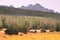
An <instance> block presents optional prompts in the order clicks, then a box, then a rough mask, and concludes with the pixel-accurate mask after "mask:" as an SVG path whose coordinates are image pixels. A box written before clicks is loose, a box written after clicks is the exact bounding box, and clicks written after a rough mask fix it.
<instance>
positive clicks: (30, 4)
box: [21, 3, 54, 12]
mask: <svg viewBox="0 0 60 40" xmlns="http://www.w3.org/2000/svg"><path fill="white" fill-rule="evenodd" d="M21 9H28V10H36V11H46V12H54V10H52V9H48V8H45V7H43V6H42V5H40V4H39V3H36V4H35V5H32V4H29V5H28V6H22V7H21Z"/></svg>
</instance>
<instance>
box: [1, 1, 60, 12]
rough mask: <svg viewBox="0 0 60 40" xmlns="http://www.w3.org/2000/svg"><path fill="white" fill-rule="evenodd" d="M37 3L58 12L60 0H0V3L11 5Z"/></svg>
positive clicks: (59, 5)
mask: <svg viewBox="0 0 60 40" xmlns="http://www.w3.org/2000/svg"><path fill="white" fill-rule="evenodd" d="M36 3H39V4H41V5H42V6H44V7H45V8H48V9H53V10H55V11H58V12H60V0H0V5H7V6H10V5H13V6H14V7H21V6H23V5H24V6H28V5H29V4H33V5H34V4H36Z"/></svg>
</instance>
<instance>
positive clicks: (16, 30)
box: [5, 24, 19, 35]
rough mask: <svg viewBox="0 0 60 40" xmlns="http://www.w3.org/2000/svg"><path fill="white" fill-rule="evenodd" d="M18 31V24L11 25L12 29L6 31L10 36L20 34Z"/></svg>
mask: <svg viewBox="0 0 60 40" xmlns="http://www.w3.org/2000/svg"><path fill="white" fill-rule="evenodd" d="M18 32H19V31H18V29H17V25H16V24H11V25H10V27H9V28H8V29H7V30H5V34H8V35H13V34H15V35H17V34H18Z"/></svg>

────

## Problem requirements
Give the records again without a single change, and exclude the pictures.

## Result of this exercise
An <instance> block presents optional prompts in the order clicks, then a box, then a rough mask, and concludes with the pixel-accurate mask after "mask:" as an SVG path whose coordinates are image pixels. A box written before clicks is loose, a box written after clicks is the exact bounding box, and clicks written after a rough mask fix it.
<instance>
positive clicks: (30, 4)
box: [21, 3, 54, 12]
mask: <svg viewBox="0 0 60 40" xmlns="http://www.w3.org/2000/svg"><path fill="white" fill-rule="evenodd" d="M21 9H28V10H36V11H46V12H54V10H52V9H48V8H45V7H43V6H42V5H40V4H39V3H36V4H35V5H32V4H29V5H28V6H22V7H21Z"/></svg>
</instance>
<instance>
box: [1, 1, 60, 12]
rough mask: <svg viewBox="0 0 60 40" xmlns="http://www.w3.org/2000/svg"><path fill="white" fill-rule="evenodd" d="M37 3L58 12L60 0H0V3L11 5Z"/></svg>
positive clicks: (59, 5)
mask: <svg viewBox="0 0 60 40" xmlns="http://www.w3.org/2000/svg"><path fill="white" fill-rule="evenodd" d="M36 3H39V4H41V5H42V6H44V7H45V8H48V9H53V10H55V11H58V12H60V0H0V5H7V6H10V5H13V6H14V7H21V6H23V5H24V6H28V5H29V4H33V5H34V4H36Z"/></svg>
</instance>
<instance>
positive clicks: (16, 30)
box: [5, 24, 19, 35]
rough mask: <svg viewBox="0 0 60 40" xmlns="http://www.w3.org/2000/svg"><path fill="white" fill-rule="evenodd" d="M18 31V24L11 25L12 29L6 31L10 36L20 34Z"/></svg>
mask: <svg viewBox="0 0 60 40" xmlns="http://www.w3.org/2000/svg"><path fill="white" fill-rule="evenodd" d="M18 32H19V31H18V29H17V25H16V24H11V25H10V27H9V28H8V29H7V30H5V34H8V35H13V34H15V35H17V34H18Z"/></svg>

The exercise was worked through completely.